*What to do*. Output, word for word, the lines of this listing that fall between the line with "Target: large boulder" and the line with "Pass-network tagging: label the bag", counting both of those lines, and no others.

*Extracted data*.
——

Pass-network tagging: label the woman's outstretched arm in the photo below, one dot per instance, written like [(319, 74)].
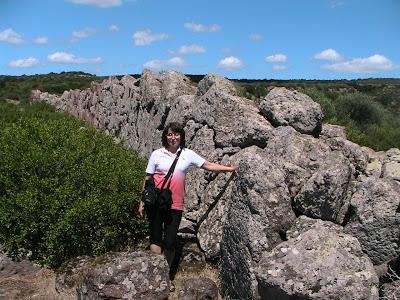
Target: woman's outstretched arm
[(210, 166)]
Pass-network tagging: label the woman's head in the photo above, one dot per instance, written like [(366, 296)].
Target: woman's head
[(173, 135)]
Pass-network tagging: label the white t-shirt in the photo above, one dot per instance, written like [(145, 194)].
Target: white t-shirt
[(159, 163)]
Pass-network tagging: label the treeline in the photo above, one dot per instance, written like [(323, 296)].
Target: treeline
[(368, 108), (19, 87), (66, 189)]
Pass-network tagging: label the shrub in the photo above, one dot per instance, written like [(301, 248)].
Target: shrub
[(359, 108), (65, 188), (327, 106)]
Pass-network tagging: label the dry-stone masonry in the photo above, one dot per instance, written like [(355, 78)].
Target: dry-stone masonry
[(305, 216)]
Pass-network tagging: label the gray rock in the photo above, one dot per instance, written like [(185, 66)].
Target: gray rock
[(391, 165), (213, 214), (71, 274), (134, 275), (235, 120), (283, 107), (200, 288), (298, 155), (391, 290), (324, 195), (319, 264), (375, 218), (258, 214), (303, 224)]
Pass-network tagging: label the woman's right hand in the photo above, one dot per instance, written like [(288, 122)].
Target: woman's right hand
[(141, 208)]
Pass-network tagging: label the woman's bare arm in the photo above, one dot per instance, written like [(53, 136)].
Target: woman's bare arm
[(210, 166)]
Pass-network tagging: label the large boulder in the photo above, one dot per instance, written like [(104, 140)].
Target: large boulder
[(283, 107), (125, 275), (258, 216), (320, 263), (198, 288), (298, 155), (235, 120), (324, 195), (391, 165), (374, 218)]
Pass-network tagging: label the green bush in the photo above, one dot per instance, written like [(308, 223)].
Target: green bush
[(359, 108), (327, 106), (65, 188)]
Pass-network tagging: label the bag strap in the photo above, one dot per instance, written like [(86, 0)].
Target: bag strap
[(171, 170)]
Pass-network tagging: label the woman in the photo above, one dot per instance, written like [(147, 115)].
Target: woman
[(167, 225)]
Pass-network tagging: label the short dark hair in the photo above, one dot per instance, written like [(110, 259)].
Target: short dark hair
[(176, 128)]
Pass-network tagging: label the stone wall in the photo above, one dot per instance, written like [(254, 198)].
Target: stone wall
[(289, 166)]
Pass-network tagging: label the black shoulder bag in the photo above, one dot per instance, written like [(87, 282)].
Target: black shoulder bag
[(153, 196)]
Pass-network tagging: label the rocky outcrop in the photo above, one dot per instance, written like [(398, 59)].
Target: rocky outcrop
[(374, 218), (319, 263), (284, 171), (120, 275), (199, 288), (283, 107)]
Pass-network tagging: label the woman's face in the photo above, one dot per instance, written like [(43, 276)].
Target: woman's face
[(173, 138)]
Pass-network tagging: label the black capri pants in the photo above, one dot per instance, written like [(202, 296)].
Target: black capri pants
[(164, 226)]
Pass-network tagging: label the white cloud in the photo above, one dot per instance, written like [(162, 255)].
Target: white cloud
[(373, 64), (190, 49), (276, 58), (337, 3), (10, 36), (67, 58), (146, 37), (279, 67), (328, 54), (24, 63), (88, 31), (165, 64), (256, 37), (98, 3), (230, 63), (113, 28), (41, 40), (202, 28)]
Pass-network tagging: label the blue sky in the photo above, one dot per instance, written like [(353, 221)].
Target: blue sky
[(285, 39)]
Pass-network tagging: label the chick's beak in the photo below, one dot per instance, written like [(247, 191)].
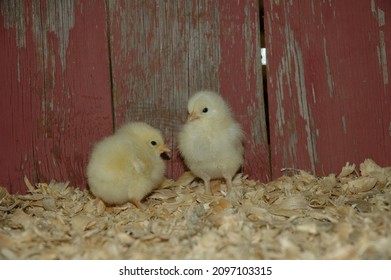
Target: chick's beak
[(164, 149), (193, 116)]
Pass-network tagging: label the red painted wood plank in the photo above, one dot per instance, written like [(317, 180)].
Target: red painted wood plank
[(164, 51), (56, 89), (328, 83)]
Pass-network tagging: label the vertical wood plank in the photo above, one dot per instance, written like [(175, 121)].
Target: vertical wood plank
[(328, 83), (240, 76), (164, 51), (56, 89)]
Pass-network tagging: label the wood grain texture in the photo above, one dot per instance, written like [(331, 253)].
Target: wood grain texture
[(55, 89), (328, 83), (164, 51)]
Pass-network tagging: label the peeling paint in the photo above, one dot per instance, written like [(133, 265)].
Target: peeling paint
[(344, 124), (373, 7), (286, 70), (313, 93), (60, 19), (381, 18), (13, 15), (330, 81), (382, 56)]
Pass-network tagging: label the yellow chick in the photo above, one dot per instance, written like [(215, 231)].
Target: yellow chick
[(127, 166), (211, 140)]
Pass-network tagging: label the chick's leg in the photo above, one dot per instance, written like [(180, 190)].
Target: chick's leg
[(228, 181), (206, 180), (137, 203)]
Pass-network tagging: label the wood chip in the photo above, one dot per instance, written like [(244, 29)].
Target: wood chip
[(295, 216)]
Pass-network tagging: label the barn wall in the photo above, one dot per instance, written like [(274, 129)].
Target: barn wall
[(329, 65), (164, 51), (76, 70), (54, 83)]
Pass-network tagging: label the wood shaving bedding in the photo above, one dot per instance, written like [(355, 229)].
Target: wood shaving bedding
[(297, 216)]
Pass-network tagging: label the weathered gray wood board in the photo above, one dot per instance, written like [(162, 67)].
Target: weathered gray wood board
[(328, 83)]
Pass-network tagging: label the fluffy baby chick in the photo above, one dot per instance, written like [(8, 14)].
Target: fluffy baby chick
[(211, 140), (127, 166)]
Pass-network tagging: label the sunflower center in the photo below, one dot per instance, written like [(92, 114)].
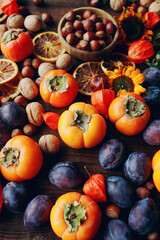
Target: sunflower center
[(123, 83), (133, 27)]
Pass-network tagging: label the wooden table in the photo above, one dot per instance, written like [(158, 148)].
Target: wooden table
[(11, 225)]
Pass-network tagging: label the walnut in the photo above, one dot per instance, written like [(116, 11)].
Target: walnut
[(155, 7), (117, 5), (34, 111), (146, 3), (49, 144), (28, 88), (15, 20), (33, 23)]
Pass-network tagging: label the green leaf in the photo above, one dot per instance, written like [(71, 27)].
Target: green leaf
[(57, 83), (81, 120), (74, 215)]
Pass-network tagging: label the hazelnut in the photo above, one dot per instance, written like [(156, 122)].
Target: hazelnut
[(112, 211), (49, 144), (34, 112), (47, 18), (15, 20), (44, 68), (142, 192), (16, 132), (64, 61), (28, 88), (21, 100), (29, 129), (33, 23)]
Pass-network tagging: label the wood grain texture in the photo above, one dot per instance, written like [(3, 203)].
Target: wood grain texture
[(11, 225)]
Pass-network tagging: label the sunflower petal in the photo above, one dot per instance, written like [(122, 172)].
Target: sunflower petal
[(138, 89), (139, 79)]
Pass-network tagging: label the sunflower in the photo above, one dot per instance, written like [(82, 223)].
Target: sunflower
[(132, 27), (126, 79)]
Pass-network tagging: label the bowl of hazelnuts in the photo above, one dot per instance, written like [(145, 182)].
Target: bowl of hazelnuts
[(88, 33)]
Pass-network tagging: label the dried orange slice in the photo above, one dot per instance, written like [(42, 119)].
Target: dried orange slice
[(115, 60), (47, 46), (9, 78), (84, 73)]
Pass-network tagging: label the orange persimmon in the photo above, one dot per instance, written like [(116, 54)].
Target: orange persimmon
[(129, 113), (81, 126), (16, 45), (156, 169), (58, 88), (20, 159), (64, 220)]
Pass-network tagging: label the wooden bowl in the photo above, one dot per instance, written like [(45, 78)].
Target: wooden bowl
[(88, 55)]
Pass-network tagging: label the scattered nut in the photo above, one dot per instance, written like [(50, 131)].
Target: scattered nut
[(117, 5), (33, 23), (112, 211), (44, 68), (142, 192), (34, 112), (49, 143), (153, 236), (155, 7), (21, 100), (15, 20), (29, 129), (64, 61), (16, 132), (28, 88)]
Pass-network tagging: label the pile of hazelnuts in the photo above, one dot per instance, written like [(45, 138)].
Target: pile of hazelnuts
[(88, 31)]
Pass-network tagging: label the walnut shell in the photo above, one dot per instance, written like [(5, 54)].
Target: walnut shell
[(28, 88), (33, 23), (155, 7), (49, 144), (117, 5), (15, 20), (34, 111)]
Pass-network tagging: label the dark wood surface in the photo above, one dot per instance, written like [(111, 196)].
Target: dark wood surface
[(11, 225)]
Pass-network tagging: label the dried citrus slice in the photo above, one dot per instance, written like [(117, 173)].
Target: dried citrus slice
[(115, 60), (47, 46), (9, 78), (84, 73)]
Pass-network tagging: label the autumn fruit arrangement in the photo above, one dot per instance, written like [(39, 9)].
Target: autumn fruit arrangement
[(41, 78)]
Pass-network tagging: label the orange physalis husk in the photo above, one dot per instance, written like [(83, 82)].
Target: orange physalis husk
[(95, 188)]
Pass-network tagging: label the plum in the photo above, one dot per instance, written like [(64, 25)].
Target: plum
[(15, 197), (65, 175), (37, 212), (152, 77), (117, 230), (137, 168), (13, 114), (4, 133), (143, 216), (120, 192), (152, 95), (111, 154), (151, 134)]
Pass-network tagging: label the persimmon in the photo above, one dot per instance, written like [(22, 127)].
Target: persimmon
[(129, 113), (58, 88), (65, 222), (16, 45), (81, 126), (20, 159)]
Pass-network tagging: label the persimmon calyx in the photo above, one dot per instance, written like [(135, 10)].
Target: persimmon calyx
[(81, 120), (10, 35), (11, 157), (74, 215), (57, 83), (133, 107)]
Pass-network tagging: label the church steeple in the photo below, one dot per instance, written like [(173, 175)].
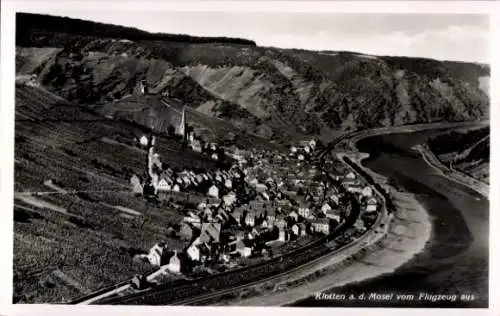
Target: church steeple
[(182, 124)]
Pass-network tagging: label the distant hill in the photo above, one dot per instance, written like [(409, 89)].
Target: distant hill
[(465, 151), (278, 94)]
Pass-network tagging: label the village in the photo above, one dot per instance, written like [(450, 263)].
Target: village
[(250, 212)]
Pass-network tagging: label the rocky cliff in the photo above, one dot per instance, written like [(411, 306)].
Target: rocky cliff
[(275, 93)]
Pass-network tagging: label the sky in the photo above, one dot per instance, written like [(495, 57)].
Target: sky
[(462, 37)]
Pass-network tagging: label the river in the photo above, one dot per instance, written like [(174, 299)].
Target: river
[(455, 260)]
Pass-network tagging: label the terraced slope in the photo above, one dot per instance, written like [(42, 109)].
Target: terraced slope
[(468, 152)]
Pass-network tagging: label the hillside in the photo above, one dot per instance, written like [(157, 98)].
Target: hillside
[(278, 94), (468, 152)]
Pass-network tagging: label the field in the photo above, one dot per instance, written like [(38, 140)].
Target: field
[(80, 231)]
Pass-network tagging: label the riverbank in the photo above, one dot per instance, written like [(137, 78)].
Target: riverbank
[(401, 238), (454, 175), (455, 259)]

——

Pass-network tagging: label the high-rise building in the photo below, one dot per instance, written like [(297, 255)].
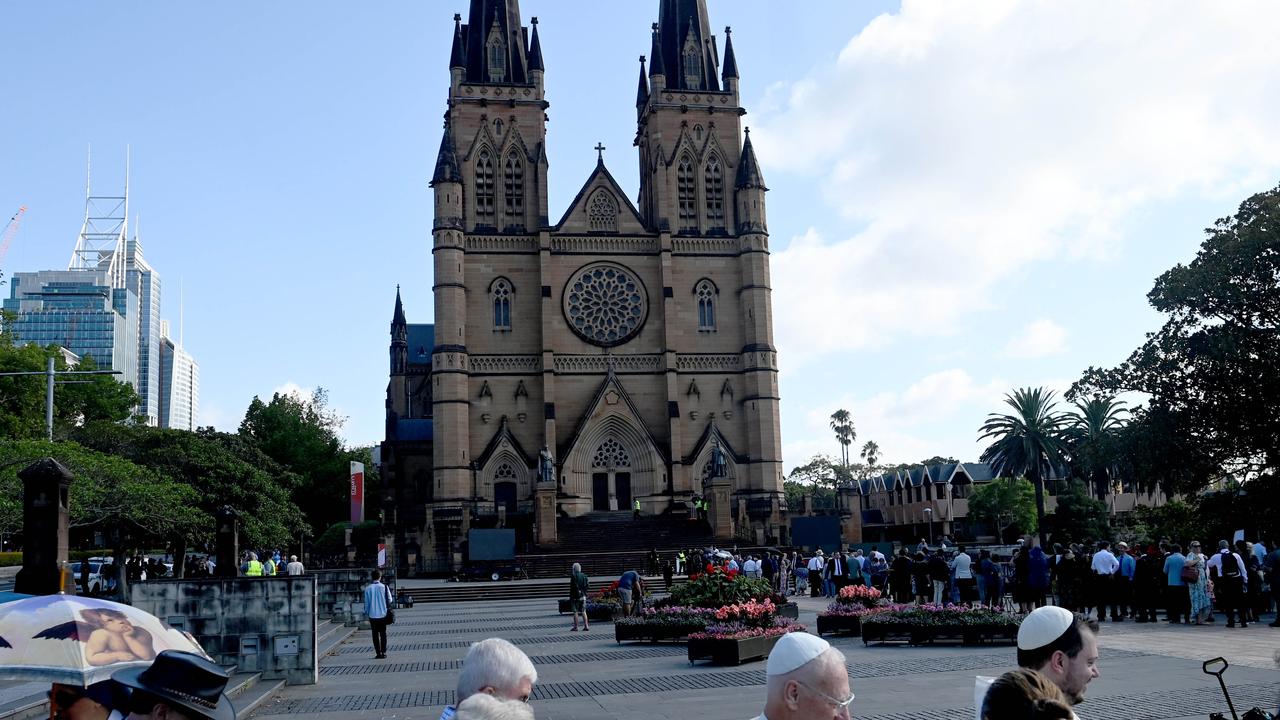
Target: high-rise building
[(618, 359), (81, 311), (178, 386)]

——

*Answer to this task*.
Target: large boulder
[(283, 107), (125, 275), (258, 216), (320, 263), (198, 288), (298, 155), (235, 120), (324, 195), (391, 165), (374, 218)]
Pass-network tagging: label the green bush in the photo above, one dot per instance, written like [(308, 223)].
Target: green bush
[(359, 108), (327, 106), (65, 188)]
Pass-network tagging: label the bag strap in the photo above, one dot per instance, written like [(86, 0)].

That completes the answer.